▶ _SUPPLIED DATA_:
....

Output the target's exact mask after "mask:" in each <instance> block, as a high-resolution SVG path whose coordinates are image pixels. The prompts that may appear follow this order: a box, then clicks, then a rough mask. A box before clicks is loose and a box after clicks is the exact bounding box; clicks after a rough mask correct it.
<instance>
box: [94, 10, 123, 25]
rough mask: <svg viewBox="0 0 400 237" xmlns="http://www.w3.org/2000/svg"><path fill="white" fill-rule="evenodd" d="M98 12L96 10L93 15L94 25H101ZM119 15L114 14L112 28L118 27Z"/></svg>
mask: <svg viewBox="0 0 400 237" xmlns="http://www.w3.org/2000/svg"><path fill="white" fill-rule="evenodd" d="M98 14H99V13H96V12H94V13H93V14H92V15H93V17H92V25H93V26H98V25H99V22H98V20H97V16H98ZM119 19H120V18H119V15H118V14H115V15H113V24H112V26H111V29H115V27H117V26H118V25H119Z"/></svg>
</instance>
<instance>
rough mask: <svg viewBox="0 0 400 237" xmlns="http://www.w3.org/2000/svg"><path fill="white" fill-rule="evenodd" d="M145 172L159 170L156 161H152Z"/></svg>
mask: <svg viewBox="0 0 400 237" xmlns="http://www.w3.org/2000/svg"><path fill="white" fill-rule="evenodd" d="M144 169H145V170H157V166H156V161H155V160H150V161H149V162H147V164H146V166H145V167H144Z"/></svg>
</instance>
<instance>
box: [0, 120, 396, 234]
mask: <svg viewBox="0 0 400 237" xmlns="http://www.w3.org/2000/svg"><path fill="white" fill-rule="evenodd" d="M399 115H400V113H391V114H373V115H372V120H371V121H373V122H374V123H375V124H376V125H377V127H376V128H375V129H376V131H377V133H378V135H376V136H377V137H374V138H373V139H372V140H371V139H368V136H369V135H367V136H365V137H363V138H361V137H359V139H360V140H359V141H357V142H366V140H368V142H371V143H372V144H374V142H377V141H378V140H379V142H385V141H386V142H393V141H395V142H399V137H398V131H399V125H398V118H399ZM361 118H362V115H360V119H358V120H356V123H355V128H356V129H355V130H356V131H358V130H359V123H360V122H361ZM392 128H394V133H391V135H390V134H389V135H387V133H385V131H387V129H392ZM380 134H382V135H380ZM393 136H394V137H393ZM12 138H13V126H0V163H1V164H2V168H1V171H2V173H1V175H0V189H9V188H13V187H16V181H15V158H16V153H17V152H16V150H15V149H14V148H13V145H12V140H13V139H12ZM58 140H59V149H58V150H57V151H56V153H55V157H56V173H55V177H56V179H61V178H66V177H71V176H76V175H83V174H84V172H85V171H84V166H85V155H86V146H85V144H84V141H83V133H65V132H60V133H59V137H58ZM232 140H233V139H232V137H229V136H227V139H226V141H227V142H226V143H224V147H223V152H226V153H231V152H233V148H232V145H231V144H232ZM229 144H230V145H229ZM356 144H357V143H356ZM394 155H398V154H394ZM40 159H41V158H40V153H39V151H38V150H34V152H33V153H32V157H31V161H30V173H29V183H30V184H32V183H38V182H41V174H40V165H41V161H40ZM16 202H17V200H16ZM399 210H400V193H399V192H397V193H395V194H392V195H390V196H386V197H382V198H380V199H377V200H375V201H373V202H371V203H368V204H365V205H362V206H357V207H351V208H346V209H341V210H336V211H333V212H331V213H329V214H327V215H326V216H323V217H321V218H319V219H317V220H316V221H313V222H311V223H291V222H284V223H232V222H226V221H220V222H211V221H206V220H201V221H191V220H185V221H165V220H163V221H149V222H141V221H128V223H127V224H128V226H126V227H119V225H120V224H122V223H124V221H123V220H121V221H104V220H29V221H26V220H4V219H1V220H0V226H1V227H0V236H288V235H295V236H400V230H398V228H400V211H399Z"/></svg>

....

▶ _WORK INSTRUCTIONS_: An exact copy of the entire material is required.

▶ _ANSWER TO THIS PROBLEM_:
Output the target's exact mask after "mask:" in each <instance> block, as a high-resolution SVG path whose coordinates are image pixels. The prompts that may appear follow this order: a box, then clicks, then a rough mask. A box before clicks is loose and a box after clicks is the exact bounding box; clicks after a rough mask correct it.
<instance>
box: [94, 10, 123, 25]
rough mask: <svg viewBox="0 0 400 237" xmlns="http://www.w3.org/2000/svg"><path fill="white" fill-rule="evenodd" d="M98 12L96 10L93 15L94 25H101ZM119 15L114 14L112 28L118 27Z"/></svg>
mask: <svg viewBox="0 0 400 237" xmlns="http://www.w3.org/2000/svg"><path fill="white" fill-rule="evenodd" d="M98 14H99V13H96V12H94V13H93V14H92V15H93V17H92V25H93V26H98V25H99V22H98V20H97V16H98ZM119 19H120V18H119V15H118V14H115V15H113V24H112V26H111V29H115V27H117V26H118V25H119Z"/></svg>
</instance>
<instance>
rough mask: <svg viewBox="0 0 400 237" xmlns="http://www.w3.org/2000/svg"><path fill="white" fill-rule="evenodd" d="M145 172L159 170L156 161H152Z"/></svg>
mask: <svg viewBox="0 0 400 237" xmlns="http://www.w3.org/2000/svg"><path fill="white" fill-rule="evenodd" d="M144 169H145V170H157V166H156V161H155V160H150V161H149V162H147V164H146V166H145V167H144Z"/></svg>
</instance>
<instance>
box: [0, 120, 396, 234]
mask: <svg viewBox="0 0 400 237" xmlns="http://www.w3.org/2000/svg"><path fill="white" fill-rule="evenodd" d="M399 115H400V113H391V114H373V115H372V120H371V121H373V122H374V123H375V124H376V125H377V127H376V128H375V129H376V131H377V133H378V135H376V136H377V137H374V138H373V139H372V140H371V139H368V136H369V135H367V136H365V137H363V138H361V137H359V139H360V140H359V141H357V142H366V140H368V142H371V143H372V144H374V142H377V141H378V140H379V142H385V141H386V142H393V141H395V142H399V137H398V131H399V125H398V118H399ZM361 118H362V115H360V119H358V120H356V123H355V128H356V129H355V130H356V131H358V130H359V123H360V122H361ZM392 128H394V133H391V135H390V134H389V135H387V133H385V131H387V129H392ZM380 134H382V135H380ZM393 136H394V137H393ZM12 138H13V126H0V163H1V164H2V168H1V171H2V173H1V175H0V189H9V188H13V187H16V181H15V158H16V153H17V152H16V150H15V149H14V148H13V145H12V140H13V139H12ZM58 140H59V149H58V150H57V151H56V153H55V157H56V173H55V177H56V179H61V178H66V177H71V176H76V175H83V174H84V172H85V171H84V166H85V155H86V146H85V144H84V141H83V133H65V132H60V133H59V137H58ZM232 140H233V139H232V137H229V136H227V139H226V141H227V142H226V143H224V147H223V152H226V153H231V152H233V148H232V145H231V144H232ZM229 144H230V145H229ZM356 144H357V143H356ZM394 155H398V154H394ZM40 159H41V158H40V153H39V151H38V150H34V152H33V153H32V157H31V161H30V173H29V183H30V184H32V183H38V182H41V174H40V165H41V161H40ZM16 202H17V200H16ZM399 210H400V193H399V192H397V193H395V194H392V195H390V196H386V197H382V198H380V199H377V200H375V201H373V202H371V203H368V204H365V205H362V206H357V207H351V208H346V209H341V210H336V211H333V212H331V213H329V214H327V215H326V216H323V217H321V218H319V219H317V220H316V221H313V222H311V223H291V222H284V223H232V222H226V221H220V222H211V221H206V220H201V221H191V220H185V221H165V220H163V221H149V222H141V221H128V223H127V224H128V226H126V227H119V225H120V224H122V223H124V221H123V220H121V221H104V220H29V221H26V220H4V219H1V220H0V226H1V227H0V236H288V235H295V236H400V230H398V228H400V211H399Z"/></svg>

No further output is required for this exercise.